Exercise text:
- - - - -

This collection can also be searched on Gale Primary Sources, an integrated platform that combines more than forty Gale digital archives into a single cross-searchable interface.

Within Nineteenth Century Collections Online, the following collections are available:

  • Asia and the West – features collections pertaining to relations between Asian countries and the West during the nineteenth century. Many never before available documents are included in this collection of government reports, diplomatic correspondence, periodicals, newspapers, treaties, trade agreements, NGO papers, personal letters and diaries, nautical charts, maps, ledgers, company records, and expedition and survey reports from 1790 to 1949.
  • British Politics and Society – primary sources related to the political climate in Great Britain during the “long” nineteenth century, covering approximately 1749 to 1914.
  • British Theatre,  Music, and Literature: High and Popular Culture – primary sources related to the arts in the Victorian era, from playbills and scripts to operas and complete scores.
  • Children’s Literature and Childhood – documents the growth of children’s literature during the nineteenth century; includes texts from Europe, Asia, and North America. Intricate illustrations and children’s book texts from North Africa are included, as well as full-text, fully searchable content from a broad range of primary sources.
  • Europe and Africa: Commerce, Christianity, Civilization, and Conquest – primary sources related to the “Scramble for Africa,” colonial conquest and the legacy of slavery, missionaries, explorers, economics, world politics, and international strategy.
  • European Literature, the Corvey Collection 1790-1840 – contains everything from novels and short stories to belles lettres and more populist works, and includes many exceedingly rare works not available in any other collection from the period.
  • Maps and Travel Literature – presents insight into the age of cartography and the rise of leisure travel, spotlighting historical atlases, gazetteers, travel narratives and a variety of maps. Includes sketch maps created during colonial exploration and expansion and features both European and non-European travel narratives.
  • Photography: The World Through the Lens – assembles collections of photographs, photograph albums, photographically illustrated books, and texts on the early history of photography found in libraries and archives across the globe.
  • Religion, Reform and Society – examines the influence of both faith and skepticism on the shaping of many aspects of society. Illustrates the religious and philosophical movements that developed in reaction to cultural and societal changes wrought by the industrial revolution and modernity. Includes material such as manuscripts, monographs, periodicals and photographs.

- - - - -

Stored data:
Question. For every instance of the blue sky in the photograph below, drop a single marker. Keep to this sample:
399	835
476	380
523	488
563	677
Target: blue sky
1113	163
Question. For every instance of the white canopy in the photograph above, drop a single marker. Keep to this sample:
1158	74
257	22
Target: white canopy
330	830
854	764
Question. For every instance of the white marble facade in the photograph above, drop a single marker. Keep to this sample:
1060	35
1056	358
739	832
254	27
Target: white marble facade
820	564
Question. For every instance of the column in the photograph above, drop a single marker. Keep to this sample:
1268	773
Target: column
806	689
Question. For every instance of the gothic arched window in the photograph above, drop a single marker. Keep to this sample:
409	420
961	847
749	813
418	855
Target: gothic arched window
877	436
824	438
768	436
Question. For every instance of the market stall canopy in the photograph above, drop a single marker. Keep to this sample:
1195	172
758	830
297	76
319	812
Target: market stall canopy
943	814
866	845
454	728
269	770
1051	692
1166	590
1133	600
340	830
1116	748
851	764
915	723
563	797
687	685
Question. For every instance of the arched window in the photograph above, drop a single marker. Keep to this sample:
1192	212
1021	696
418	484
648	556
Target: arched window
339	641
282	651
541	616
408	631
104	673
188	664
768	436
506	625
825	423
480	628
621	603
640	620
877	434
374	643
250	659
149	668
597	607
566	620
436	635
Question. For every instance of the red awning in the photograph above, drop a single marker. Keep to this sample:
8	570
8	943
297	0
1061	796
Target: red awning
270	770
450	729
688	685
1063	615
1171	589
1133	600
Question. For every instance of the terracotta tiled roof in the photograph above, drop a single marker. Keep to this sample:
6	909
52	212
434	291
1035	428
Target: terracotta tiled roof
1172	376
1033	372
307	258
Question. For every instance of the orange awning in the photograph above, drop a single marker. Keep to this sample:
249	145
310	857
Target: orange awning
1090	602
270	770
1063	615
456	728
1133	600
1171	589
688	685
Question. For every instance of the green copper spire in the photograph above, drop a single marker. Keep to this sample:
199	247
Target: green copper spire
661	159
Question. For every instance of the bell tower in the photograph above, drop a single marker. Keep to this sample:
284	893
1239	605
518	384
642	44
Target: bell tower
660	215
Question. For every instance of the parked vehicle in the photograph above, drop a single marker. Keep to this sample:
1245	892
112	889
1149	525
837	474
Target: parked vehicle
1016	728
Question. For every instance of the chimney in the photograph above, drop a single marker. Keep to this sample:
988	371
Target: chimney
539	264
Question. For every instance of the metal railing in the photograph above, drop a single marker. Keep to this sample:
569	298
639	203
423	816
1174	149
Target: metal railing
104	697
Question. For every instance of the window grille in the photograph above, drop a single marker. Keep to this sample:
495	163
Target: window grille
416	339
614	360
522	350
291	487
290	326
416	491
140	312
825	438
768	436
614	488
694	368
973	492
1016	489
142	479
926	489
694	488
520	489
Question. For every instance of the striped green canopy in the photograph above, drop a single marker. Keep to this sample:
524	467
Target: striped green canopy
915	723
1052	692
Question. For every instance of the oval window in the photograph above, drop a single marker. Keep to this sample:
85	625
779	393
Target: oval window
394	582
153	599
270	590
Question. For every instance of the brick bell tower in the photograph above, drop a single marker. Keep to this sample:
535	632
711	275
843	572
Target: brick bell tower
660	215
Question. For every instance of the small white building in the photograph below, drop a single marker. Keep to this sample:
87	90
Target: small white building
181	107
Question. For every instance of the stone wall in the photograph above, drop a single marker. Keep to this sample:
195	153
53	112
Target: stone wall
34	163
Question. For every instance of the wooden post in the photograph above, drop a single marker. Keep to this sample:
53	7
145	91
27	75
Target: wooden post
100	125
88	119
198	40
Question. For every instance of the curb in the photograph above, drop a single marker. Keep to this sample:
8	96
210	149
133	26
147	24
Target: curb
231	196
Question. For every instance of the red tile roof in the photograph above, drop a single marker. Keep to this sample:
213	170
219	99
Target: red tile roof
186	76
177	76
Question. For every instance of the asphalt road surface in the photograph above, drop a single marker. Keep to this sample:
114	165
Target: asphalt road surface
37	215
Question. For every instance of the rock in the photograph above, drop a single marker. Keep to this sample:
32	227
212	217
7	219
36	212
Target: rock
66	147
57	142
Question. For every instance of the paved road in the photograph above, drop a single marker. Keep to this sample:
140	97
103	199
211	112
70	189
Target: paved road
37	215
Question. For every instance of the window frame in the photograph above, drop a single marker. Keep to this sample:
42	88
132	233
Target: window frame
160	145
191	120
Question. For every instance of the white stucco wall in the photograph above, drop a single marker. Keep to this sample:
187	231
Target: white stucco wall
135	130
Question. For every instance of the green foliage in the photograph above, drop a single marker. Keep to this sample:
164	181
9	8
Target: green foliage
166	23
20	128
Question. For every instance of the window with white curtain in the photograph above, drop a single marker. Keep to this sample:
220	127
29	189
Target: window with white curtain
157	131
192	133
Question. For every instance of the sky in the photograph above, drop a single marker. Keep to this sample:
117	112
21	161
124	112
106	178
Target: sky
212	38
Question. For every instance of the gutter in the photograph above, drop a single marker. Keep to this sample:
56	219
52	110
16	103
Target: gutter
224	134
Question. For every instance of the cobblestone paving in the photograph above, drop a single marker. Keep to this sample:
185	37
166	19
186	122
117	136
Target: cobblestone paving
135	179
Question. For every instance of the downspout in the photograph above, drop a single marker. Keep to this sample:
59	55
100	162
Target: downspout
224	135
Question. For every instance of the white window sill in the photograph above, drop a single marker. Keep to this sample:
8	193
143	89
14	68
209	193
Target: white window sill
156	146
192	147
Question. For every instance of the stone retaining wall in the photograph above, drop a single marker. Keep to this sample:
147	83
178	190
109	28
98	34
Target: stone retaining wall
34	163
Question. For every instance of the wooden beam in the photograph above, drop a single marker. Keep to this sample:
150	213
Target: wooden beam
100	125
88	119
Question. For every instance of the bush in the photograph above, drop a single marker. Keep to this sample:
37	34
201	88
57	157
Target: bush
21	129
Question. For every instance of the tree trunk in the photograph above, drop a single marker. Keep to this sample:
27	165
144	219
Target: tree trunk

- - - - -

Work task: Reproduce verbatim the passage of the collections overview above, from "This collection can" to "1749 to 1914.".

Solution to this task:
This collection can also be searched on Gale Primary Sources, an integrated platform that combines more than forty Gale digital archives into a single cross-searchable interface.

Within Nineteenth Century Collections Online, the following collections are available:

  • Asia and the West – features collections pertaining to relations between Asian countries and the West during the nineteenth century. Many never before available documents are included in this collection of government reports, diplomatic correspondence, periodicals, newspapers, treaties, trade agreements, NGO papers, personal letters and diaries, nautical charts, maps, ledgers, company records, and expedition and survey reports from 1790 to 1949.
  • British Politics and Society – primary sources related to the political climate in Great Britain during the “long” nineteenth century, covering approximately 1749 to 1914.